Return the records below character for character.
[TASK DATA Boundary: Start]
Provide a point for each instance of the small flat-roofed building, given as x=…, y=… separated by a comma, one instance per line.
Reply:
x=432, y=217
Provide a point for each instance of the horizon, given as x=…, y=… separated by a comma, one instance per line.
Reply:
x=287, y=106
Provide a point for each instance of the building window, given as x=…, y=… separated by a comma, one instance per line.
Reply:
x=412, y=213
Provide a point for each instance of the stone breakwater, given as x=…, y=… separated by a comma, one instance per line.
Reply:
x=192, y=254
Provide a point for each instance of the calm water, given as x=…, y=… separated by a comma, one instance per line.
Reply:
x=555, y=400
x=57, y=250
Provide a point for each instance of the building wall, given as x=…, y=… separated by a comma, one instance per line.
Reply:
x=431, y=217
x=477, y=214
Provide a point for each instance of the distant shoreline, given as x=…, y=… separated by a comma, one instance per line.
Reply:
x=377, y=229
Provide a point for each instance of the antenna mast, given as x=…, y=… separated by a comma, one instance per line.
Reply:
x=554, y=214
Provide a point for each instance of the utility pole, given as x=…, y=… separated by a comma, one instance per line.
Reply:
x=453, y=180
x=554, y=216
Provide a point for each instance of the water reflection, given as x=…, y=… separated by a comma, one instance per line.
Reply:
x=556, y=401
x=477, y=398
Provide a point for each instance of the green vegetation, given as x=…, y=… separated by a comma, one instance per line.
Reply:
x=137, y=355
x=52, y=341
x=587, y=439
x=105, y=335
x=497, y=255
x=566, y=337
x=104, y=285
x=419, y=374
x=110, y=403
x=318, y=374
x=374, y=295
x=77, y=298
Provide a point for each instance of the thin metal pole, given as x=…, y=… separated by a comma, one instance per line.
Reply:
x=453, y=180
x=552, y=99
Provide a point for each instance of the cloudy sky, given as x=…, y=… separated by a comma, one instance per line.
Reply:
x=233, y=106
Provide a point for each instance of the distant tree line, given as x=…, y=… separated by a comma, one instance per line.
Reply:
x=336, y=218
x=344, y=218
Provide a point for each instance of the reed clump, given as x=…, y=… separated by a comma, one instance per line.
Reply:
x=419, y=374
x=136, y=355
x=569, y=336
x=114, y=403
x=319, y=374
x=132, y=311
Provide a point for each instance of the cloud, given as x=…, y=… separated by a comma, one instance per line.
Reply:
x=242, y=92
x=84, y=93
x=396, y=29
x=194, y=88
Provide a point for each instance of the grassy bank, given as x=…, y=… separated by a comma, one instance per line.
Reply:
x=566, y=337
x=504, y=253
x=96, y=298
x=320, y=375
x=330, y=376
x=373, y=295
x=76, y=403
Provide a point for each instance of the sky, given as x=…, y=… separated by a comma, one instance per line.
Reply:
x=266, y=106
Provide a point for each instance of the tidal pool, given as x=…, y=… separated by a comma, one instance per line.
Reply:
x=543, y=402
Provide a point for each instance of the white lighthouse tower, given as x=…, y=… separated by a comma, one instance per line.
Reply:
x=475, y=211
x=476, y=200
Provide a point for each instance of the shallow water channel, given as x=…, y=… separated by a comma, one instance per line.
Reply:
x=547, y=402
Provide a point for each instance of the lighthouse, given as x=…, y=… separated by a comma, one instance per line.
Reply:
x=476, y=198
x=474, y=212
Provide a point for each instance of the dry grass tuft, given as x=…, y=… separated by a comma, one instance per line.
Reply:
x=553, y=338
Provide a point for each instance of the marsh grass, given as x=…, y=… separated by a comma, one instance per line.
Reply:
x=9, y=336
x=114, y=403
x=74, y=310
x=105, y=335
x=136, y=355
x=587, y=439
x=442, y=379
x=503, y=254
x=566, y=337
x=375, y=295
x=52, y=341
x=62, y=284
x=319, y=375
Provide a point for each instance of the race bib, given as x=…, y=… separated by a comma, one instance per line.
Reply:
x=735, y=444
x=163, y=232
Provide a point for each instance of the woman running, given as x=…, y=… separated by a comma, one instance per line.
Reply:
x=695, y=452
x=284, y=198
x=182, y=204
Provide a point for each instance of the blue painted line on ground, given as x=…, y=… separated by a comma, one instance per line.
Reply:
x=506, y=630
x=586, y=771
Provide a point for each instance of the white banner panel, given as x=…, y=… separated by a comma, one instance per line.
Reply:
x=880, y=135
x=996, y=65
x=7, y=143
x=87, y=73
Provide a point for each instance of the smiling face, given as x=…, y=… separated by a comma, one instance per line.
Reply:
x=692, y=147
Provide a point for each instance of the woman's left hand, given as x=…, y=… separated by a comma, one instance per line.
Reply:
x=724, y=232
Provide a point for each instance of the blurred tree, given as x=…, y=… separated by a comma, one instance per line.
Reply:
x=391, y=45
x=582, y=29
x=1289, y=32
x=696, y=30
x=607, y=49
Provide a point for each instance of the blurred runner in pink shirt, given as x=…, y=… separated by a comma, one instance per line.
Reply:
[TASK DATA Boundary: End]
■ RESULT OF THE TASK ■
Provide a point for each instance of the small flat-roofed building, given as x=…, y=… separated by a comma, one instance per line.
Reply:
x=432, y=217
Provide a point for each instance of the horizon, given as x=…, y=… separated by a comma, one instance per line.
Reply:
x=287, y=106
Provide a point for each instance of the building window, given as x=…, y=… separated by a comma, one instance per line.
Reply:
x=412, y=213
Provide a point for each instance of the stone breakwater, given as x=…, y=… separated by a comma, one instance per line.
Reply:
x=192, y=254
Provide a point for each instance of the calm water, given as x=…, y=… separated by a comma, one instance per line.
Reply:
x=555, y=400
x=57, y=250
Provide a point for each instance of the building wall, given as x=…, y=… separated by a comma, one instance per line.
Reply:
x=431, y=217
x=477, y=214
Provide a point for each instance of the distant shoreline, given as x=…, y=… separated by a comma, one instance per line.
Reply:
x=377, y=229
Provide a point for each instance of the antenna mast, given as x=…, y=… separated by a comma, one instance per line.
Reply:
x=554, y=214
Provide a point for each instance of the utility pole, given as x=…, y=… separated by a comma, one instance per line.
Reply:
x=453, y=180
x=554, y=216
Provide a point for each instance of the water reflection, given as x=…, y=… separated by a comma, one instance per line.
Reply:
x=556, y=401
x=477, y=398
Provide a point for each instance of the green vegetation, given as x=…, y=… separated by a comma, one instance per line.
Reply:
x=137, y=355
x=52, y=341
x=587, y=439
x=105, y=335
x=497, y=255
x=566, y=337
x=104, y=285
x=419, y=374
x=110, y=403
x=318, y=374
x=374, y=295
x=77, y=298
Provide a point for each instance of the thin metal pole, given as x=…, y=… separated by a comma, one instance per line.
Reply:
x=453, y=180
x=552, y=99
Provide a point for each instance of the cloudy sky, given as x=…, y=… separated by a comma, one instance per line.
Reply:
x=233, y=106
Provide a point for each instance of the distant tree line, given as x=…, y=… separated by a comma, one instance per line.
Reply:
x=336, y=218
x=344, y=218
Provide a point for each instance of the reed clump, given as x=…, y=… separated by a comma, one instance per line.
Reply:
x=419, y=374
x=136, y=355
x=569, y=336
x=114, y=403
x=319, y=374
x=132, y=311
Provide a point for each instance of the cloud, given as x=…, y=… separated by a comma, one instance per line.
Reply:
x=242, y=92
x=84, y=93
x=396, y=29
x=194, y=88
Provide a point for each instance of the grassy bank, given as x=…, y=… separated by a comma, one instance per line.
Reply:
x=566, y=337
x=504, y=253
x=96, y=298
x=320, y=375
x=330, y=376
x=373, y=295
x=76, y=403
Provide a point for each instance of the sky, given as x=…, y=… separated by a comma, one instance per line.
Reply:
x=266, y=106
Provide a point for each instance of the tidal pool, given as x=…, y=… separated by a comma, one instance per line.
Reply:
x=543, y=402
Provide a point for each instance of the white lighthouse tower, given as x=…, y=… separated by a comma, one instance per line.
Reply:
x=475, y=211
x=476, y=200
Provide a point for each instance of the shallow water channel, given as x=…, y=… separated by a comma, one instance per line.
Reply:
x=547, y=402
Provide a point for each instance of the lighthouse, given as x=…, y=… separated by a comma, one instance per line.
Reply:
x=476, y=198
x=474, y=212
Provide a point for each instance of the dry grass tuft, given as x=…, y=… separated by a comma, one instance per line.
Reply:
x=553, y=338
Provide a point for each instance of the marsh grass, given as x=…, y=… separated by a comma, one instance per line.
Reply:
x=9, y=336
x=114, y=403
x=74, y=310
x=105, y=335
x=136, y=355
x=587, y=439
x=442, y=379
x=503, y=254
x=566, y=337
x=375, y=295
x=52, y=341
x=62, y=284
x=319, y=375
Provide a point for each instance of the race bib, given as x=…, y=… separated by a comma, one instance per line.
Reply:
x=735, y=444
x=163, y=232
Provide a point for each instance of the woman running, given as x=…, y=… separated by a comma, one instance per line.
Reply:
x=695, y=452
x=284, y=198
x=182, y=204
Provide a point for each instance of the blue painted line on ground, given as x=…, y=… separated by a comma, one instance per line.
Reply:
x=506, y=630
x=586, y=771
Provide a point for each instance of the white banner panel, given as x=…, y=… separated by a comma, one instance per line.
Reply:
x=880, y=135
x=996, y=65
x=7, y=143
x=87, y=73
Provide a point for each instance of the smiling face, given as x=…, y=… separated by a comma, one instance per line.
Reply:
x=692, y=147
Provide a point for each instance of the woman's left hand, given as x=…, y=… separated by a comma, one instance per line.
Reply:
x=724, y=232
Provide a point for each instance of the blurred tree, given as x=…, y=… separated by a comma, one instance per line.
Reply:
x=391, y=45
x=582, y=29
x=1289, y=32
x=696, y=30
x=607, y=49
Provide a point for each instance of the blurred runner in pink shirt, given as x=…, y=… separated by a comma, one instance per line.
Reply:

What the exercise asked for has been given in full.